Données enregistrées ->
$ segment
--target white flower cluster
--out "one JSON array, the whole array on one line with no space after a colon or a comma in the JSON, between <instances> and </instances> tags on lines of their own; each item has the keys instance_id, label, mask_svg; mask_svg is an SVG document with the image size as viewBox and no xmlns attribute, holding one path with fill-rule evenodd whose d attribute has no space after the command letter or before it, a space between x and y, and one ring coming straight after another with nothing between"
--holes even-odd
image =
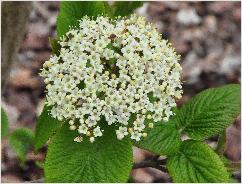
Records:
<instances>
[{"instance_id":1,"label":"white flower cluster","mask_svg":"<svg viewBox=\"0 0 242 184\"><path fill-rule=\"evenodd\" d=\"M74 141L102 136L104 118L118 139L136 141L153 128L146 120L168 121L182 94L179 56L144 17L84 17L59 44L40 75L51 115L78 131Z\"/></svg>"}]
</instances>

Consigne -> Recopiez à l'identique toutes les lignes des items ci-dessus, en laissant les images de côté.

Résultat attendu ->
$ segment
--target white flower cluster
--out "one JSON array, the whole array on one line with no space after a colon or a comma in the JSON, between <instances> and </instances> tags on lines of their own; each item has the keys instance_id, label, mask_svg; mask_svg is an SVG document with the image size as viewBox and no xmlns attribute, holding one path with fill-rule evenodd whose d attribute has no space after the command letter or before it, a space between x and y, and one ring coming straight after another with nothing between"
--holes even-odd
image =
Records:
<instances>
[{"instance_id":1,"label":"white flower cluster","mask_svg":"<svg viewBox=\"0 0 242 184\"><path fill-rule=\"evenodd\" d=\"M74 141L102 136L104 118L118 139L136 141L153 128L146 120L168 121L182 94L179 56L144 17L84 17L59 44L40 75L51 115L78 131Z\"/></svg>"}]
</instances>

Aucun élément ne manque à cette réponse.